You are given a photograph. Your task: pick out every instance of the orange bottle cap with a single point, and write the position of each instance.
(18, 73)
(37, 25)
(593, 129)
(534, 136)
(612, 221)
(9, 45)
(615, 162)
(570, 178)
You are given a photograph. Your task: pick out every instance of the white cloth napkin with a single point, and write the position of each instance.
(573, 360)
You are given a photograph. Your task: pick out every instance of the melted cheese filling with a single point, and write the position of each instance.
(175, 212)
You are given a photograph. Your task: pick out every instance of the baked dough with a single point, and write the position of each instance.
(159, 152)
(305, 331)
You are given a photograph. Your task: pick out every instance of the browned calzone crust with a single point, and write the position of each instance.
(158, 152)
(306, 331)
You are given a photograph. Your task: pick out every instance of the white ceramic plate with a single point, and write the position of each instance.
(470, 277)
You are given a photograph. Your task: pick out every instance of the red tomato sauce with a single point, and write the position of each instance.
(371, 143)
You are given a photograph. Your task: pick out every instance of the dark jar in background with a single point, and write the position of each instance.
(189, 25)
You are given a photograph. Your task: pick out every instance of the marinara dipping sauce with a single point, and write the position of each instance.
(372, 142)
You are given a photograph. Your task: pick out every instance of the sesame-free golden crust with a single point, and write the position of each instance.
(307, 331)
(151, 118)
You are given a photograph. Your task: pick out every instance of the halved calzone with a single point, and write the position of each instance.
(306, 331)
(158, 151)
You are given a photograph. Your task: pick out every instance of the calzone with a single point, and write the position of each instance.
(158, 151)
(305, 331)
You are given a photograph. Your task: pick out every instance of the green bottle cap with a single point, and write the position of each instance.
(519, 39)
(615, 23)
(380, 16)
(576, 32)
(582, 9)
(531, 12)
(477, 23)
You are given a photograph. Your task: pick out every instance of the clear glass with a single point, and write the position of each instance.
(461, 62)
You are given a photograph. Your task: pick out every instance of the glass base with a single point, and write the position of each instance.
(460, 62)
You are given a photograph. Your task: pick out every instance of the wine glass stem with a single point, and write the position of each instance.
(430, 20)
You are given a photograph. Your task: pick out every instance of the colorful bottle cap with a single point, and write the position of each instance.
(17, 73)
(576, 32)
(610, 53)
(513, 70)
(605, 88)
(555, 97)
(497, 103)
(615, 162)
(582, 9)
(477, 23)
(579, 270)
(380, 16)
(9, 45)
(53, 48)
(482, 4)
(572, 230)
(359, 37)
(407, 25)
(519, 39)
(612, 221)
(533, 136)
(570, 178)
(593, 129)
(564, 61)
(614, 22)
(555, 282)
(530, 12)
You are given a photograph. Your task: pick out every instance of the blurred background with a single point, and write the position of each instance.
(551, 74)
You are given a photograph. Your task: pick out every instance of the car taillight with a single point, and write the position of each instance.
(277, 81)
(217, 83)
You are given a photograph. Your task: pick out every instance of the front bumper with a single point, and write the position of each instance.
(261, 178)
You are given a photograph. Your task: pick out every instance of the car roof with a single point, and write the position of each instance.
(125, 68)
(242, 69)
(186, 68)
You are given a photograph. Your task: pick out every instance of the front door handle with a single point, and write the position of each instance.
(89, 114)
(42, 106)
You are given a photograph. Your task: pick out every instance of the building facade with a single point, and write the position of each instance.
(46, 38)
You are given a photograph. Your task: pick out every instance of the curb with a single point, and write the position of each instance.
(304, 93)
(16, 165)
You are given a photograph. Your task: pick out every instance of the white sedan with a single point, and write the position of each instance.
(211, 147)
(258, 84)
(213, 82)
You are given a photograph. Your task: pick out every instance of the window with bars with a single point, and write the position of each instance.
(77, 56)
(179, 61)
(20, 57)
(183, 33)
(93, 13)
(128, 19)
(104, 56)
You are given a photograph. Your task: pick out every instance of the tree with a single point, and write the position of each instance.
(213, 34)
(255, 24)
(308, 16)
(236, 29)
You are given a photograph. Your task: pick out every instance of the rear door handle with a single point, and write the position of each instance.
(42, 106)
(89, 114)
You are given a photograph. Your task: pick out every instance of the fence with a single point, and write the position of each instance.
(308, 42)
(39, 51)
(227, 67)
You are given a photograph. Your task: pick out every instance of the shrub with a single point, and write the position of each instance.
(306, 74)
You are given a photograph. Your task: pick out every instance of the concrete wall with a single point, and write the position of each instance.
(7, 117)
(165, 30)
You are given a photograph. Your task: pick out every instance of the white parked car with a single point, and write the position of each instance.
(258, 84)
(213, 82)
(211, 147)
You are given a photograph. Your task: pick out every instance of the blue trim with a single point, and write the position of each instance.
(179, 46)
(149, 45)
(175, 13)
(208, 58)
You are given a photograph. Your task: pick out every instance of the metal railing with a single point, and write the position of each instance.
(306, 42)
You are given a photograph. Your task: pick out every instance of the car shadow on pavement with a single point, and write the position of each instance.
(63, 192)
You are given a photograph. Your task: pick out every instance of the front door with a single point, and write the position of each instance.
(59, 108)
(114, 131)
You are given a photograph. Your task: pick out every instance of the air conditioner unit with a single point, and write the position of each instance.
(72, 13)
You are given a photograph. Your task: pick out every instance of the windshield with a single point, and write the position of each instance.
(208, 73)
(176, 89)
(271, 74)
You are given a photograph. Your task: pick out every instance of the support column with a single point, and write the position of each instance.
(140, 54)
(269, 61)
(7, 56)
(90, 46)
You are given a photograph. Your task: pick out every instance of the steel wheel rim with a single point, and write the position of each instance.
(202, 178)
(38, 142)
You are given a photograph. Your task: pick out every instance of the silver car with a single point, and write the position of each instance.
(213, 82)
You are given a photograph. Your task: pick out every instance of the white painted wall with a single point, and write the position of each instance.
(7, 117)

◇ ◇ ◇ ◇ ◇ ◇ ◇

Would you please write the entries out again in full, exactly as given?

You are given a photograph. Your task: pick out every instance of the orange bottle cap with a single point, and write the position of each instance.
(18, 73)
(37, 25)
(593, 129)
(534, 136)
(612, 221)
(9, 45)
(615, 162)
(570, 178)
You are given a photograph. Your task: pick out every instance of the white cloth napkin with a single point, and write the position of each instance.
(573, 360)
You are given a photograph. Your task: pick out every instance of the melted cheese filling with a single point, and write the position of each instance.
(175, 212)
You are given a photograph. Your task: pick out every instance of the baked dough with a single point, and write the position of each instance.
(159, 152)
(305, 331)
You are given a photograph. Your task: pick out every instance of the browned calzone crust with a single point, and write the position of each instance.
(158, 152)
(306, 331)
You are given a photograph. Your task: pick out every instance of the white ceramic plate with a single point, and write the position of each instance.
(470, 277)
You are given a photograph. Your task: pick out every instance of the red tomato sauce with a single point, and write the position of each instance.
(371, 143)
You are given a photograph. Your task: pick out every instance of the dark jar in background with a single point, and write the position of each instance.
(189, 25)
You are given a photograph. Your task: pick out every instance of the marinara dipping sauce with a single point, and write the position of each instance.
(372, 142)
You are given a photograph. Your task: pick out every instance of the sesame-free golden crust with a single point, and write the position of each instance.
(307, 331)
(151, 118)
You are given a photograph. Your task: pick out every instance of the halved calzone with a single point, and write the position of each instance.
(306, 331)
(158, 151)
You are given a photograph. Your task: pick out every instance of the calzone with a single point, and write the position of each instance.
(158, 151)
(305, 331)
You are given a photograph. Your task: pick out every instance of the green bottle cap with a single point, and write the position of each instance.
(519, 39)
(615, 23)
(380, 16)
(576, 32)
(582, 9)
(531, 12)
(477, 23)
You are given a photograph. Your task: pick out every instance of the clear glass with a single point, and write the position of each instance.
(461, 62)
You are given a photograph. Your task: pick out every instance of the glass base with a single point, and write the position of each instance.
(460, 62)
You are given a photograph. Your task: pick out every instance of the wine glass stem with a single point, and write the position of each instance.
(430, 20)
You are given a photograph. Your task: pick out every instance of the colorful bottle cap with a single point, and write the position of each instance.
(17, 73)
(576, 32)
(610, 53)
(513, 70)
(605, 88)
(555, 97)
(497, 103)
(615, 162)
(582, 9)
(477, 23)
(579, 270)
(380, 16)
(9, 45)
(53, 48)
(482, 4)
(572, 230)
(359, 37)
(407, 25)
(519, 39)
(612, 221)
(533, 136)
(570, 178)
(593, 129)
(564, 61)
(614, 22)
(555, 282)
(530, 12)
You are given a photograph. Your task: pick out every instance of the blurred background with a single point, and write the position of each instance.
(551, 74)
You are given a photograph. Your task: pick out every instance of the car taillight with a single point, and write the position of each instance.
(277, 81)
(217, 83)
You are given a photograph. Your task: pick out every instance of the front bumper with a single point, and write the position of each instance.
(261, 178)
You are given a photograph. Your task: pick out every instance of the car roof with a single point, and write the position of each instance.
(125, 68)
(242, 69)
(186, 68)
You are given a photograph. Your task: pick out every instance of the front door handle with a single point, and write the position of each instance.
(89, 114)
(42, 106)
You are given a photograph. Your task: pick out every instance of the building facade with a single point, and write the position of each instance.
(46, 38)
You are given a photograph. Your task: pick out every instance of the curb with a single point, and write the position of each instance.
(304, 93)
(16, 165)
You are given a photograph. Your task: pick out every instance of the white sedan with a single point, and write the position of each instance.
(211, 147)
(258, 84)
(213, 82)
You are given a photograph. Your task: pick out every instance of the window with bars with a single point, and write the position of each instance.
(77, 56)
(179, 61)
(20, 57)
(183, 33)
(93, 13)
(128, 19)
(104, 56)
You are given a photograph. Your task: pick out every instance of the tree with a single point, and write the position of each instance.
(213, 34)
(255, 24)
(308, 16)
(236, 29)
You are given a photograph. Your task: pick out every instance of the rear door handle with a single point, and write the position of each instance.
(42, 106)
(89, 114)
You are given a photograph. Your task: pick out every instance of the fence with a single point, and write the position of each instance.
(308, 42)
(39, 51)
(227, 67)
You are given a photograph. Your task: pick out every instance of the shrub with a single point, and write the position of each instance.
(306, 74)
You are given a photograph. Your task: pick out every instance of the concrete wall with a single point, and write the position of each instance.
(7, 117)
(165, 30)
You are given a photograph. Your task: pick out every instance of the white parked car with a single point, and write the position of each instance.
(258, 84)
(213, 82)
(211, 147)
You are given a photograph. Your task: pick out every instance of the blue trim with a single point, and write the position of each instance.
(179, 46)
(149, 45)
(175, 13)
(208, 58)
You are given a photograph. Your task: pick out every instance of the metal railing with a single point, and write the position of each instance.
(306, 42)
You are given a photograph. Your task: pick out every instance of the car shadow on pavement with a single point, and write the position of each instance.
(63, 192)
You are given a photograph. Your task: pick out every instance of the front door with a single point, and write the position of each instance.
(59, 108)
(114, 131)
You are given a photograph. Your task: pick out every instance of the air conditioner unit with a single point, and write the position of each instance.
(72, 13)
You are given a photograph. Your task: pick out every instance of the windshield with a single point, and write the position of each instance.
(208, 73)
(176, 89)
(271, 74)
You are given a photograph. Your task: pick out every instance of the support column with a single point, and write the position of each instance.
(140, 54)
(269, 61)
(7, 56)
(90, 46)
You are given a photograph. Your task: pick out every instance of the steel wheel rim with a single point, and write the position of each instance.
(202, 178)
(38, 142)
You are given a photograph. Your task: pick out every instance of the silver car with a single point, and write the position of each instance.
(213, 82)
You are given a photograph. Your task: pick out every instance of the white painted wall with a single point, and write the position of each instance.
(7, 117)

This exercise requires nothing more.